Objective =
Reproduce the data below verbatim, from the line containing "Can you see the sunlit" through the last line of the data, with both of those lines included.

Rows =

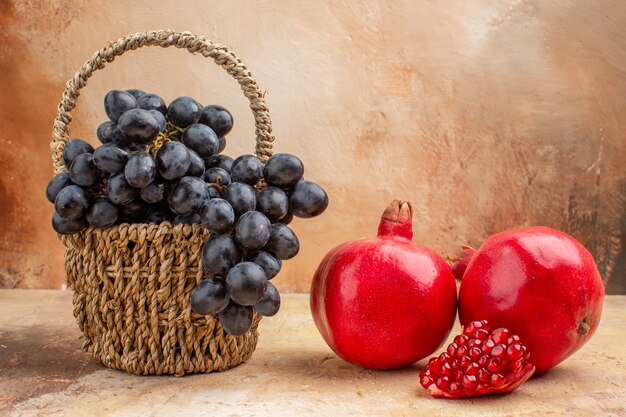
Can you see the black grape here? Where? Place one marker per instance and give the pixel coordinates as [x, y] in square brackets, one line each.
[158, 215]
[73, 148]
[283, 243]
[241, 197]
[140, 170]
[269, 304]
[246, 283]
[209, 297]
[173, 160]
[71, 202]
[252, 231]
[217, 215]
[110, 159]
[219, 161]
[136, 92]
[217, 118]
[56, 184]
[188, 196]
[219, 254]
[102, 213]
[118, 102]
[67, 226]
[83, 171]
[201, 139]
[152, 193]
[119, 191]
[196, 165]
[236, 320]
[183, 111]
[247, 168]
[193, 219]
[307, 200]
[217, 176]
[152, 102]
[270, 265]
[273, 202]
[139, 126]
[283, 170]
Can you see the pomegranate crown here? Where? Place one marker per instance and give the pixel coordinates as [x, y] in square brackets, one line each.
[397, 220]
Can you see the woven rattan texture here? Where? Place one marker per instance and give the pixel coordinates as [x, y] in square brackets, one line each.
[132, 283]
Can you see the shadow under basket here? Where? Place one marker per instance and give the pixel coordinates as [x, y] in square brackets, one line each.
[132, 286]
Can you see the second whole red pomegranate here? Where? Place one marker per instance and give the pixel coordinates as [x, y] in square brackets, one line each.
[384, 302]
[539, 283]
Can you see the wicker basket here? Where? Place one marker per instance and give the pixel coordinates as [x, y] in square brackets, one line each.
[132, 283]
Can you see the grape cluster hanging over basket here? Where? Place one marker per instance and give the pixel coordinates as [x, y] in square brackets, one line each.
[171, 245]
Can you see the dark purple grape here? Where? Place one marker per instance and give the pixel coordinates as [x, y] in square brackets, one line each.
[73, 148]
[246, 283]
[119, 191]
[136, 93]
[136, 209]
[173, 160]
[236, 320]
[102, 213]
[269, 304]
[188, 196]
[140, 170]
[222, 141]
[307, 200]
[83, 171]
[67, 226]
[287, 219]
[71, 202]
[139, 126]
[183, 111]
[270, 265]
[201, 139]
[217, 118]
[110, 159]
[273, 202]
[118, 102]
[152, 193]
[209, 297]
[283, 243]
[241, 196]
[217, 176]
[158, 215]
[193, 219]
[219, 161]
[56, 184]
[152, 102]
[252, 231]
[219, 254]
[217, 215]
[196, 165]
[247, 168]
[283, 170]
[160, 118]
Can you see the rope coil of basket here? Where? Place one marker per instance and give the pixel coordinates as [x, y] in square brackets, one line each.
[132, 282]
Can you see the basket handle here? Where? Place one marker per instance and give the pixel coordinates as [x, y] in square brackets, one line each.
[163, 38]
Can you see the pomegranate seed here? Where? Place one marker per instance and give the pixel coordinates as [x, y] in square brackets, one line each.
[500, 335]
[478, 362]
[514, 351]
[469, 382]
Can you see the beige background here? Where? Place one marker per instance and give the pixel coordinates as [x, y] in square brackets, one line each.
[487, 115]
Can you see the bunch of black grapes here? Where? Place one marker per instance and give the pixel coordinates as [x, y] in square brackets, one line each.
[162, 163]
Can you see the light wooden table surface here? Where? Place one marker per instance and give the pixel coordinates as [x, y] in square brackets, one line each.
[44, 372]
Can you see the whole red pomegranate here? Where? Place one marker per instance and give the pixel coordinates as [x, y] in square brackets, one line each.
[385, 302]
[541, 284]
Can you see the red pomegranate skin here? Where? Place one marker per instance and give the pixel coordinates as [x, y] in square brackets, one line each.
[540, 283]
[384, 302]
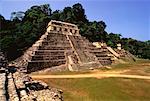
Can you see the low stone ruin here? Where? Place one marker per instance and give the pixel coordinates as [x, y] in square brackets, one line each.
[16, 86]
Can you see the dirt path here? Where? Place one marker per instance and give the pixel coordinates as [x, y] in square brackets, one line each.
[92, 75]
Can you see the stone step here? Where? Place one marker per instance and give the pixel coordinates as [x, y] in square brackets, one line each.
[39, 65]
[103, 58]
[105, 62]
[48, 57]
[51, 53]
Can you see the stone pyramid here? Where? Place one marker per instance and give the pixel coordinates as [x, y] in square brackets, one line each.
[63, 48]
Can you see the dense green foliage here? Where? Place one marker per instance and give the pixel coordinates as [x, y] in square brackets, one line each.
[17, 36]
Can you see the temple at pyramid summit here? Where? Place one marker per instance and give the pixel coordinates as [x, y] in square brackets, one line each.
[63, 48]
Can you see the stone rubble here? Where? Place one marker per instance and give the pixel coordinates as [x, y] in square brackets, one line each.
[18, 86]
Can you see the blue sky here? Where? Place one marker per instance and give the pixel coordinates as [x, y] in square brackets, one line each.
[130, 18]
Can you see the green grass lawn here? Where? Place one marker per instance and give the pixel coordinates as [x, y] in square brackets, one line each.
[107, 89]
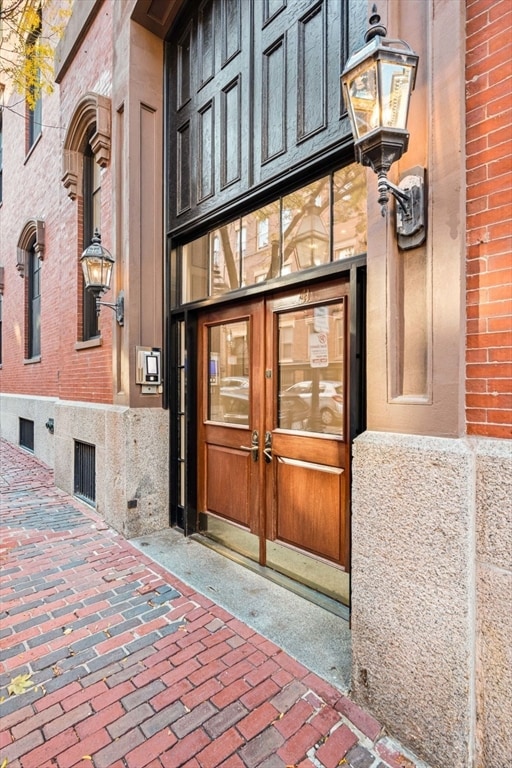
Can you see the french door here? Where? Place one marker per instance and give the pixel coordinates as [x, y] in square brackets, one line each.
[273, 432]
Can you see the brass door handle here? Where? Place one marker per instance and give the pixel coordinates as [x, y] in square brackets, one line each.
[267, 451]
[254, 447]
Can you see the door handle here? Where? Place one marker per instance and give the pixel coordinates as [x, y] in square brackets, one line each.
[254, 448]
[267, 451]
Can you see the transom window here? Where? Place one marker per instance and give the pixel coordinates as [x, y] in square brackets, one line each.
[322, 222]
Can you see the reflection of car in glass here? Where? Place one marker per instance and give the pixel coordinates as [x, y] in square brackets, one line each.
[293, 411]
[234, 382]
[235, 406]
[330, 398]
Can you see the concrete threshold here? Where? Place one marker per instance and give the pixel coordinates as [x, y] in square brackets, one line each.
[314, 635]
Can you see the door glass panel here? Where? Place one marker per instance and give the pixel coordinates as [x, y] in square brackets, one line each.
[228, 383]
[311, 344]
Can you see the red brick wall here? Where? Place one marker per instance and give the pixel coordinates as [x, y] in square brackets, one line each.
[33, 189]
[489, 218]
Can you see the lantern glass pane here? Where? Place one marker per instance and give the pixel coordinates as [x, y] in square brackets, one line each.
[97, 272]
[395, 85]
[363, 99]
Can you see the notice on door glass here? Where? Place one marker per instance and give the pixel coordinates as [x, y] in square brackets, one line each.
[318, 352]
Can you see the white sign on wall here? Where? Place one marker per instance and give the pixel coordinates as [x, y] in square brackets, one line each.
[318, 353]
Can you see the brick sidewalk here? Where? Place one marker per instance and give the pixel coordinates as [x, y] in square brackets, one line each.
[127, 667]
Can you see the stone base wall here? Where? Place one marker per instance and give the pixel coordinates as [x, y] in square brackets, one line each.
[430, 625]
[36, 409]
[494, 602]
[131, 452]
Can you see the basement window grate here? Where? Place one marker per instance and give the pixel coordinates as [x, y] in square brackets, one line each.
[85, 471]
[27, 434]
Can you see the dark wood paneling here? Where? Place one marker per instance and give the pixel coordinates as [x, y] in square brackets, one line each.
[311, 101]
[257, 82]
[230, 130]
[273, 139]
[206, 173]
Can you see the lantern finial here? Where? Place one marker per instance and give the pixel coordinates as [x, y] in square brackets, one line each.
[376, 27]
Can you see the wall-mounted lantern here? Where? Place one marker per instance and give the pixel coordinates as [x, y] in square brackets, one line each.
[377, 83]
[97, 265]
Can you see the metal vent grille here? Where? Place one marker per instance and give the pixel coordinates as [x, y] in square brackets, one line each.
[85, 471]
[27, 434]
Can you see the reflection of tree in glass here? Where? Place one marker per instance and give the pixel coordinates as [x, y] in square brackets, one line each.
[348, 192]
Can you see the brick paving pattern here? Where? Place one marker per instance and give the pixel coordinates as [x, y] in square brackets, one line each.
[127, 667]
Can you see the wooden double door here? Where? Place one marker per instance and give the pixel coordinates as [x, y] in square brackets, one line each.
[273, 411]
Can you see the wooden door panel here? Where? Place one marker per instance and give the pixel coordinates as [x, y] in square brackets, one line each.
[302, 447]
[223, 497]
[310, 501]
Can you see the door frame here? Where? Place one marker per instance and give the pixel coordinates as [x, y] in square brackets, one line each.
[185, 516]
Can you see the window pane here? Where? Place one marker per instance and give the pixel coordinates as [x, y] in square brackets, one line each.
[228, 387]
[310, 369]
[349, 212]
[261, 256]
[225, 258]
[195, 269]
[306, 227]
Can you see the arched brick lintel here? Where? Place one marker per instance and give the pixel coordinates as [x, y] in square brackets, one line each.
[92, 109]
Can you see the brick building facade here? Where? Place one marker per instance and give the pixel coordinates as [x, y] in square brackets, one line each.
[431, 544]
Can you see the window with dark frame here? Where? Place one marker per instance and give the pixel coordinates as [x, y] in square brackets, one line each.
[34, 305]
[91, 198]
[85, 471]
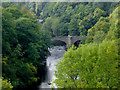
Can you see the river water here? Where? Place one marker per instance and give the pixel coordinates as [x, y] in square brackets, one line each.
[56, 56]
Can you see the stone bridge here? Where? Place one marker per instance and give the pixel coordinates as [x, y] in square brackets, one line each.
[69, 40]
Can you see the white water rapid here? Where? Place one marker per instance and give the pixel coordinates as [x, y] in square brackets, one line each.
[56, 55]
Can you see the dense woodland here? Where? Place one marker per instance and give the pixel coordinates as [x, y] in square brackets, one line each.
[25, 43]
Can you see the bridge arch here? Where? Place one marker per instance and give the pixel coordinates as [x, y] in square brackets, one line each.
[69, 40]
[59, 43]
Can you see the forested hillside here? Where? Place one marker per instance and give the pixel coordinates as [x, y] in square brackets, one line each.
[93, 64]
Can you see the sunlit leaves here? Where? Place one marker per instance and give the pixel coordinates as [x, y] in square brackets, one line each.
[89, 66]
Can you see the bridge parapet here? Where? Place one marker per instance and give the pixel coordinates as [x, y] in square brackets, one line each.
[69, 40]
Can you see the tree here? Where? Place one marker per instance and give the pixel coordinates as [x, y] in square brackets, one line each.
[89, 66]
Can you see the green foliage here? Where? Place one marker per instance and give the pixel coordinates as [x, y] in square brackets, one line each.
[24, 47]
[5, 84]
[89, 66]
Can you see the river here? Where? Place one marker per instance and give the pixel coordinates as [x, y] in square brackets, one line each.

Exercise answer =
Can you see the sunlit leaves here? Where? Place one marker per instance and give the pixel coordinates as [x, y] in square brackets, one line each.
[89, 66]
Can you see the bridge parapet here? Where? Place one marker per instance and give the pixel coordinates as [x, y] in square brackets, one line each.
[69, 40]
Can you see the tree here? Where? Place one marker per instance and give the pixel coordinates as [x, y] in square brackets, one line each.
[89, 66]
Can you see the green foliage here? Where? Place one marker per instance and give the pixel coordinates as [x, y] in square brackets, one line each.
[24, 47]
[5, 84]
[89, 66]
Can you see the river here? Where? Place one marker per instance and give the pixel coordinates as [x, y] in square brackets, one line each.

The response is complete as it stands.